### TASK BRIEF
Please count the lines in the records below that contain the string "rail", and reply with the number alone.
******************************
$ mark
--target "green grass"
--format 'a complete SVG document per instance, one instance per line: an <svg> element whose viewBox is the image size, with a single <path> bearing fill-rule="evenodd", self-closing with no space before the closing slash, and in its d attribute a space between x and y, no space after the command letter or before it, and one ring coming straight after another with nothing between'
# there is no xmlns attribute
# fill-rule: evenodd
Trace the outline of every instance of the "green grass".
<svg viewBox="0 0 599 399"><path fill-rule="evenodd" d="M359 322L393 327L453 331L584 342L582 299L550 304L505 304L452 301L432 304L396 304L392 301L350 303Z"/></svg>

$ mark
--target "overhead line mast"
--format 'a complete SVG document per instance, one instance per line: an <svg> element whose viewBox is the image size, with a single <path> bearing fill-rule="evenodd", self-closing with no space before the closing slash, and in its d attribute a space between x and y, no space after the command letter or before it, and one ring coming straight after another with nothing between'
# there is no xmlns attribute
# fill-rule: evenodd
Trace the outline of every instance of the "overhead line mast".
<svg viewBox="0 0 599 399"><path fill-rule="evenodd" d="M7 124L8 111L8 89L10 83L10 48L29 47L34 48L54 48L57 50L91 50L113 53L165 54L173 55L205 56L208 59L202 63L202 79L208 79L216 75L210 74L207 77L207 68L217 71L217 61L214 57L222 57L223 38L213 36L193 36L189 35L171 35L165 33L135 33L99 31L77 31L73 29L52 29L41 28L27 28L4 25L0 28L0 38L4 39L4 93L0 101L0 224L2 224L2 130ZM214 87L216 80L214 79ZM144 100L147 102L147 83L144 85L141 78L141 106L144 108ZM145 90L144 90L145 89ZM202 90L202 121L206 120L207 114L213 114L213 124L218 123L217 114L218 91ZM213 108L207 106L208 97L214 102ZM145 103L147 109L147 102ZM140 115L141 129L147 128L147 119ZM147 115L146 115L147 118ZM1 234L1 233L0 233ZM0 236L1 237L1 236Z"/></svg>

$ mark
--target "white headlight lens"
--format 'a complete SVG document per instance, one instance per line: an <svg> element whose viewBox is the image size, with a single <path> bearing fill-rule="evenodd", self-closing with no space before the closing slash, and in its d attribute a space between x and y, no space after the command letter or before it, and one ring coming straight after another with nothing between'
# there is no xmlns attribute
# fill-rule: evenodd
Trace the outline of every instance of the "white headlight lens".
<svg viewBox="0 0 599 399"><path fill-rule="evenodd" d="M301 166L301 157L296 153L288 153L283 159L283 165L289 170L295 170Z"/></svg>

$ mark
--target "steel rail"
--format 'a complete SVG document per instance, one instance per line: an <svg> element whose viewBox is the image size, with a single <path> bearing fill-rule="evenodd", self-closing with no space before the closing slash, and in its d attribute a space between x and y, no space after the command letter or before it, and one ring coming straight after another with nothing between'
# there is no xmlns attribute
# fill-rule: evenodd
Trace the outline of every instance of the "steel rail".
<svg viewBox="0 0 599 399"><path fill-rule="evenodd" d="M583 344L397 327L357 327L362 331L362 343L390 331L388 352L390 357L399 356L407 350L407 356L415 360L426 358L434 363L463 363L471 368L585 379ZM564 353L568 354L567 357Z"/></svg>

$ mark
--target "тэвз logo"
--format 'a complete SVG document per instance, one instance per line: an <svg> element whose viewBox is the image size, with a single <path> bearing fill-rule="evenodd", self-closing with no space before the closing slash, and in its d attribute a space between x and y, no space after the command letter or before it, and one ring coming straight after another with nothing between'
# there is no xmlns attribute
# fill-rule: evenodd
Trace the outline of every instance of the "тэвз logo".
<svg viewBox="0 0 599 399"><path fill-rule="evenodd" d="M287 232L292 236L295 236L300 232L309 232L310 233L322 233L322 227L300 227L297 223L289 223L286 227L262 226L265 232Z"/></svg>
******************************
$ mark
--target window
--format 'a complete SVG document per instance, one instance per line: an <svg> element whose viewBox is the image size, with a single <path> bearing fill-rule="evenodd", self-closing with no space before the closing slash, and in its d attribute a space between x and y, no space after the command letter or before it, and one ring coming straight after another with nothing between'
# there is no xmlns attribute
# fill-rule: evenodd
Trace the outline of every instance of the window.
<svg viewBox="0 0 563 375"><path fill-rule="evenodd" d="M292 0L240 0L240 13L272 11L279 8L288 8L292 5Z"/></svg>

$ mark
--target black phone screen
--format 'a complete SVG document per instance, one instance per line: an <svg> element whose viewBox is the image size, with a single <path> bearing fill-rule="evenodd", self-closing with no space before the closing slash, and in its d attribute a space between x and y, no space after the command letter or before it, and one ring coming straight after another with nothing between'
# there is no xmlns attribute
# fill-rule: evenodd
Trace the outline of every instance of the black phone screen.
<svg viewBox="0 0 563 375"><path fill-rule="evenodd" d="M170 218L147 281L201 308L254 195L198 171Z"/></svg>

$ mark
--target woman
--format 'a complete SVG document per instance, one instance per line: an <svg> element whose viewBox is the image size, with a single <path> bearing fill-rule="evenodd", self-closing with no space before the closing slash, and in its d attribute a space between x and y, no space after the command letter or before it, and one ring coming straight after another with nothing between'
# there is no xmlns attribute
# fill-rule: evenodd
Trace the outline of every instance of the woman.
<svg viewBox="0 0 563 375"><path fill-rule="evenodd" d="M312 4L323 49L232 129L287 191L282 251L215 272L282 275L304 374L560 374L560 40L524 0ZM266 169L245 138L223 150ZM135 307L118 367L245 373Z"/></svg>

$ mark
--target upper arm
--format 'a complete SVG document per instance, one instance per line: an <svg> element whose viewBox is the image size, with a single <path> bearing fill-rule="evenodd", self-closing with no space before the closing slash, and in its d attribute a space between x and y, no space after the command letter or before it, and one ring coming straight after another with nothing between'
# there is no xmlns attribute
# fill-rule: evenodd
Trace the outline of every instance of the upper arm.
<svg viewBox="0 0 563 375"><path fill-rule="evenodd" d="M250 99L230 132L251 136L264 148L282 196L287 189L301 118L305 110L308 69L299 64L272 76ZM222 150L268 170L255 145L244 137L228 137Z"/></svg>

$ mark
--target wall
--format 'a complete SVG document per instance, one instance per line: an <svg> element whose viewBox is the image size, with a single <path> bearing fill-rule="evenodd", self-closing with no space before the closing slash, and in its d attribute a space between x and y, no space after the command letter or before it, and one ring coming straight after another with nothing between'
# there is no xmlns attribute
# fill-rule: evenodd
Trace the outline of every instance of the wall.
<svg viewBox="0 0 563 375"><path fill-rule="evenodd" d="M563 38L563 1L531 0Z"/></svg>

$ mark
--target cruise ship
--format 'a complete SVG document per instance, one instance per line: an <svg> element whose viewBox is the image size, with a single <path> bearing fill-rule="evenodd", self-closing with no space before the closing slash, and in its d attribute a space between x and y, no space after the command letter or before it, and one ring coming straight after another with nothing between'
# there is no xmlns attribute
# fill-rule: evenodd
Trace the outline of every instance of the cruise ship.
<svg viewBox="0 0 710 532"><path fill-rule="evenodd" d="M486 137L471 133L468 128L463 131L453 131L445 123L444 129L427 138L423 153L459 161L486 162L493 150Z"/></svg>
******************************
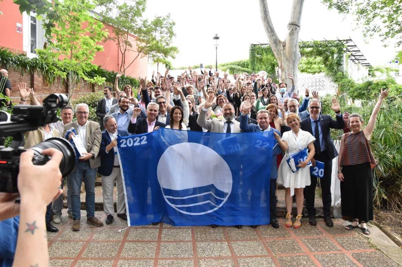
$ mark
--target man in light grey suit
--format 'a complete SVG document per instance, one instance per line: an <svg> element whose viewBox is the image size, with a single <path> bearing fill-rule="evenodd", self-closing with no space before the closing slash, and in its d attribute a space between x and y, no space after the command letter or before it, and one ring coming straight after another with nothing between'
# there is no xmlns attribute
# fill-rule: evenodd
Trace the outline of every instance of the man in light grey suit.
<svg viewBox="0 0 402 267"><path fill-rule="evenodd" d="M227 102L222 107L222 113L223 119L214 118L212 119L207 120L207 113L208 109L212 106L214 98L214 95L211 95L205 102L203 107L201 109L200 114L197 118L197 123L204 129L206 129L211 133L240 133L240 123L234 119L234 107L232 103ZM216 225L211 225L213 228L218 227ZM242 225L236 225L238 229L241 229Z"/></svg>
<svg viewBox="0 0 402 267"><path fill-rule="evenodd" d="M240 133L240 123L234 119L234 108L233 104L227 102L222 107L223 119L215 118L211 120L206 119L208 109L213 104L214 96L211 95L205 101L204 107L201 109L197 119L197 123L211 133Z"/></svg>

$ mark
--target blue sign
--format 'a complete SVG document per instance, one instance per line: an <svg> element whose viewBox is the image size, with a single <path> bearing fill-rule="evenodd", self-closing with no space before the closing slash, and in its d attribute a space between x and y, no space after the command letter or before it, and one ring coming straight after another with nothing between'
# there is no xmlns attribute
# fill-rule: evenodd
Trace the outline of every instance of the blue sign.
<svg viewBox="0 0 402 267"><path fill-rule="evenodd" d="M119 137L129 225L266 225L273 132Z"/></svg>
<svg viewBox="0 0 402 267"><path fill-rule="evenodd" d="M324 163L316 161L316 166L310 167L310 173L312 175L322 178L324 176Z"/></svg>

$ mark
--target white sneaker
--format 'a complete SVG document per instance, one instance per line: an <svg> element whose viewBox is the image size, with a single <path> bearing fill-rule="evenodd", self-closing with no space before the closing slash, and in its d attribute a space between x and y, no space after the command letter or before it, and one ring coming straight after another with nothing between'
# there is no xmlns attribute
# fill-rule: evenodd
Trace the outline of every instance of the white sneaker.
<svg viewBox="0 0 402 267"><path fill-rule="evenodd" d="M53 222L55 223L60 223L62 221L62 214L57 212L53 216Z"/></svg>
******************************
### TASK RESULT
2